Görevler:
(a) Aşağıdaki ifadelerin alıntılanan metinle uyuşup uyuşmadığını her biri için evet ya da hayır diyerek belirtin ve kararı belirleyen sözleri metinden birebir alıntılayın.
(i) Tolga Bizel'e göre dijital dönüşümle bazı meslekler ortadan kalkacak.
(ii) CC-Link IE TSN saniyede 100 megabit hızla haberleşir.
(iii) Sanayiciler dijital dönüşüme yatırım yapmayı pandemiden önce de düşünüyordu.
(b) Alıntılanan metne göre CC-Link IE TSN, Sanayi 4.0'ın gereklerini yerine getirmeyi neden büyük ölçüde kolaylaştırıyor? Bir ile üç cümle arasında açıklayın.

Alıntılanan metin:
-*-

Koronavirüs pandemisi sonrası çalışma modellerindeki değişime dikkat çeken CLPA Türkiye Müdürü Tolga Bizel, “Covid-19 pandemisiyle birlikte dijital dönüşümün çok daha hızlı bir şekilde gerçekleşmesi gerektiğini anlamış olduk. Daha önce bu konuda bir yatırım düşünmeyen sanayicilerimiz artık değişime taraf olmuş durumda. Dijital dönüşümle birlikte bazı meslekler ortadan kalkacak olsa da yerine tamamen yeni iş modelleri gelecek. Özellikle insan emeğinin yoğun olarak kullanıldığı sektörlerde yaşanacak dijital dönüşümle insanlar çok daha rahat koşullarda çalışacakları ve yaratıcı düşüncelerini ortaya koyabilecekleri alanlara yönelecek. Bu noktada Sanayi 4.0’ın gereklerini hayata geçirmek için fabrikalarda robotlar dahil tüm makine ve sistemlerin birbiriyle çok hızlı ve kesintisiz bir şekilde haberleşmesi kritik önem taşıyor. CLPA’nın en yeni teknolojisi olan CC-Link IE TSN ise Zaman Duyarlı Ağ (TSN-Time Sensitive Network) teknolojisinden yararlanan dünyanın ilk endüstriyel açık ağı olarak öne çıkıyor. Saniyede 100 megabit ile haberleşebilen endüstriyel haberleşme sistemlerinden 10 kata kadar daha hızlı olan bu yeni nesil teknoloji sayesinde, Sanayi 4.0’ın gereklerini yerine getirmek çok büyük ölçüde kolaylaşıyor” dedi.

-*-

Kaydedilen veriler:
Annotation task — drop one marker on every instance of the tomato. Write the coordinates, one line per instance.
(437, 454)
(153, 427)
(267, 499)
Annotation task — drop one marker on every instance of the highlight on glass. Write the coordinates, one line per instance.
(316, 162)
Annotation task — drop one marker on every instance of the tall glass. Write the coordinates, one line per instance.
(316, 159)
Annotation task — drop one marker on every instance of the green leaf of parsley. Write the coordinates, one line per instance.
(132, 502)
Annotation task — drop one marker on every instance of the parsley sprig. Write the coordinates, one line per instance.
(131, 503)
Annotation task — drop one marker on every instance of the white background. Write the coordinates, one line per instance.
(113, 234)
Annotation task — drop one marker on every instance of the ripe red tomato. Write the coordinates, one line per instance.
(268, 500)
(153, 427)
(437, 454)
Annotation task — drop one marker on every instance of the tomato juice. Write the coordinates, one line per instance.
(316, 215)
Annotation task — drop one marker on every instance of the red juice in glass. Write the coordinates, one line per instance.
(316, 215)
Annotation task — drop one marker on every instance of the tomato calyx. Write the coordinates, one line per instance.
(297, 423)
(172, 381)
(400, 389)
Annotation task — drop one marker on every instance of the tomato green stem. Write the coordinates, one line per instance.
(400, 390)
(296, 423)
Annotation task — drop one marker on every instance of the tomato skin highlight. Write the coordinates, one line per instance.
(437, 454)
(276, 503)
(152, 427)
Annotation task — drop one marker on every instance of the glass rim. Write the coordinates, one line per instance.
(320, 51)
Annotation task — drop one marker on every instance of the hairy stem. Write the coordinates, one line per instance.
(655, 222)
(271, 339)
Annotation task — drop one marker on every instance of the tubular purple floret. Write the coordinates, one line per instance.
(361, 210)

-*-

Görev yanıtları:
(a)
(i) Evet: "Dijital dönüşümle birlikte bazı meslekler ortadan kalkacak olsa da yerine tamamen yeni iş modelleri gelecek."
(ii) Hayır: "Saniyede 100 megabit ile haberleşebilen endüstriyel haberleşme sistemlerinden 10 kata kadar daha hızlı olan bu yeni nesil teknoloji"
(iii) Hayır: "Daha önce bu konuda bir yatırım düşünmeyen sanayicilerimiz artık değişime taraf olmuş durumda."

(b) Sanayi 4.0'ın gereklerini hayata geçirmek için fabrikalarda robotlar dahil tüm makine ve sistemlerin birbiriyle çok hızlı ve kesintisiz haberleşmesi kritik önem taşıyor. CC-Link IE TSN, saniyede 100 megabit ile haberleşebilen endüstriyel haberleşme sistemlerinden 10 kata kadar daha hızlı olduğu için bu gerekleri yerine getirmeyi kolaylaştırıyor.